(MATERIAL PROVIDED begins)

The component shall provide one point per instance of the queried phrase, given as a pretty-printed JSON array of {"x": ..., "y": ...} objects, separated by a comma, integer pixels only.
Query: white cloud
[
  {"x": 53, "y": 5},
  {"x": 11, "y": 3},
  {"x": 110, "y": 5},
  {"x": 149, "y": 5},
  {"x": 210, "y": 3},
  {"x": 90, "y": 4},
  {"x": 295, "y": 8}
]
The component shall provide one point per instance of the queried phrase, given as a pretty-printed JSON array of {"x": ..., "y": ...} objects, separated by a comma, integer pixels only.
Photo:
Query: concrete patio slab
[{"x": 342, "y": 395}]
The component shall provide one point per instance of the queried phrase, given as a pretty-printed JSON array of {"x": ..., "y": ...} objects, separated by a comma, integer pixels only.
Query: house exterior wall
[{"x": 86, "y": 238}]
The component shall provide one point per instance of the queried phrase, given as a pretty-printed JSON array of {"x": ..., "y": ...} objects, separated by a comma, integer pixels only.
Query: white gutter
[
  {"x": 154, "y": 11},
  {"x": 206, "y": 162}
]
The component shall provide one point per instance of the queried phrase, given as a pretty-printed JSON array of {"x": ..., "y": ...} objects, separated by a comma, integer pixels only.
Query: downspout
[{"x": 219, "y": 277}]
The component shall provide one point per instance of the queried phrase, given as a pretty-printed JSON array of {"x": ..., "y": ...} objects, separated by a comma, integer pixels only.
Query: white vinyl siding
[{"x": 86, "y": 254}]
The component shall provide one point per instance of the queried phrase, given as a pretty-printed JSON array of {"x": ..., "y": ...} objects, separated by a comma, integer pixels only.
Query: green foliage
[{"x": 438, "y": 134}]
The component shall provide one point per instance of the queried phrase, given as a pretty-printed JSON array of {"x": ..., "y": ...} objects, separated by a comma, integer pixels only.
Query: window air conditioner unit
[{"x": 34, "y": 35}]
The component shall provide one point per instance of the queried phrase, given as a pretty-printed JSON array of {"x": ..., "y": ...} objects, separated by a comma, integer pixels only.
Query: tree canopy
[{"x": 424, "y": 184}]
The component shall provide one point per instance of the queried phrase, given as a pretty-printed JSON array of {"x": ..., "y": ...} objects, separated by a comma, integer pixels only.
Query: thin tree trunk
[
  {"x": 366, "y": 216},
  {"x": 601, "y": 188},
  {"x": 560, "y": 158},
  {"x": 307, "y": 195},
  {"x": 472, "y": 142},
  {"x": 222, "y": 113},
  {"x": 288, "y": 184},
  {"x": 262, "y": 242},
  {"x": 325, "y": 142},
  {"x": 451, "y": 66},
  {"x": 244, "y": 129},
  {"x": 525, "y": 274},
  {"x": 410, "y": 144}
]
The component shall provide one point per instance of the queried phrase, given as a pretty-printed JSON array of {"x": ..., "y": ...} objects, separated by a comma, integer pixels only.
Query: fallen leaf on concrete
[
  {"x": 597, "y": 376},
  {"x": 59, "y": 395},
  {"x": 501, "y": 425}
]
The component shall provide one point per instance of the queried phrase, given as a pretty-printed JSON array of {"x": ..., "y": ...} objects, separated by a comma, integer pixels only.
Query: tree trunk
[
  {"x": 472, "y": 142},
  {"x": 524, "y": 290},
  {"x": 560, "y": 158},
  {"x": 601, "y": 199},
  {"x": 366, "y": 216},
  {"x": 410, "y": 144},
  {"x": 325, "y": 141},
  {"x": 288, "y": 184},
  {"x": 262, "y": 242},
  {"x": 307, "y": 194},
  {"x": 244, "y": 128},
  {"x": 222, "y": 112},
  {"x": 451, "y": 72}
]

(MATERIAL PROVIDED ends)

DIRECTIONS
Each line above should be copied exactly, with no line missing.

RESPONSE BOX
The component shall provide one point per instance of the queried phrase, given as a pretty-printed JSON array of {"x": ..., "y": ...} objects, separated by a comma, integer pixels only.
Query: white cloud
[
  {"x": 53, "y": 5},
  {"x": 11, "y": 3},
  {"x": 110, "y": 5},
  {"x": 149, "y": 5},
  {"x": 210, "y": 3},
  {"x": 90, "y": 4},
  {"x": 295, "y": 8}
]
The component shall provide one point per instance of the queried phrase, given as a pretty-printed JSON array of {"x": ..., "y": ...} objects, separated by a comma, integer pixels only.
Photo:
Query: concrete patio slab
[{"x": 342, "y": 395}]
The component shall provide one point per instance of the queried phrase, given as a pretty-printed JSON array of {"x": ..., "y": ...} objects, separated by a comma, integer pixels only.
Query: house exterior wall
[{"x": 86, "y": 238}]
The component shall provide one point per instance of the queried phrase, given as a pretty-printed JSON array of {"x": ..., "y": ...} objects, separated by a comma, integer pixels only.
Query: white gutter
[
  {"x": 154, "y": 11},
  {"x": 206, "y": 162}
]
The component shall provide one point per instance of the queried phrase, given as a pretty-printed JSON array of {"x": ..., "y": ...} objects, separated by a comma, integer pixels only.
Query: downspout
[{"x": 219, "y": 277}]
The component shall provide one point per instance of the queried phrase, given as a pretty-printed JSON array of {"x": ..., "y": ...} objects, separated by a comma, integer pixels only.
Query: white vinyl siding
[{"x": 86, "y": 254}]
The component shall provide one point per instance of the queried phrase, given as a pretty-printed JSON array of {"x": ..., "y": ...} objects, separated by a comma, integer pixels only.
Query: green foliage
[{"x": 438, "y": 134}]
The component shall provide one point per instance of the queried phrase, given as a pretty-printed JSON array of {"x": ..., "y": ...} objects, separated by a comma, integer pixels only.
Query: window air conditioner unit
[{"x": 34, "y": 35}]
The component shall provide one point per instance of the queried phrase, given as a pretty-printed JSON array of {"x": ..., "y": ...} objects, separated by a comma, integer pixels only.
Query: tree canopy
[{"x": 424, "y": 184}]
The component shall provide one point per instance of the queried phrase, given as a pretty-printed JSON array of {"x": ..., "y": ...} objects, separated by a comma, integer pixels only.
Query: thin tree trunk
[
  {"x": 366, "y": 216},
  {"x": 601, "y": 188},
  {"x": 560, "y": 158},
  {"x": 307, "y": 195},
  {"x": 472, "y": 142},
  {"x": 222, "y": 113},
  {"x": 288, "y": 184},
  {"x": 262, "y": 242},
  {"x": 325, "y": 142},
  {"x": 451, "y": 66},
  {"x": 244, "y": 129},
  {"x": 525, "y": 274},
  {"x": 410, "y": 144}
]
The component shall provide one point per instance of the queried phrase, given as a pretty-printed JSON array of {"x": ..., "y": ...} objects, separated by a comma, integer pixels only.
Query: fallen leaf on concrete
[
  {"x": 597, "y": 376},
  {"x": 59, "y": 395},
  {"x": 501, "y": 425}
]
The component shall provide one point per instance of the queried phrase, given as a pretty-printed JSON array of {"x": ..., "y": ...} objects, separated by a comma, integer pixels only.
Query: tree trunk
[
  {"x": 472, "y": 142},
  {"x": 524, "y": 290},
  {"x": 560, "y": 158},
  {"x": 601, "y": 199},
  {"x": 366, "y": 216},
  {"x": 410, "y": 144},
  {"x": 325, "y": 141},
  {"x": 288, "y": 184},
  {"x": 262, "y": 242},
  {"x": 307, "y": 194},
  {"x": 244, "y": 128},
  {"x": 222, "y": 112},
  {"x": 451, "y": 72}
]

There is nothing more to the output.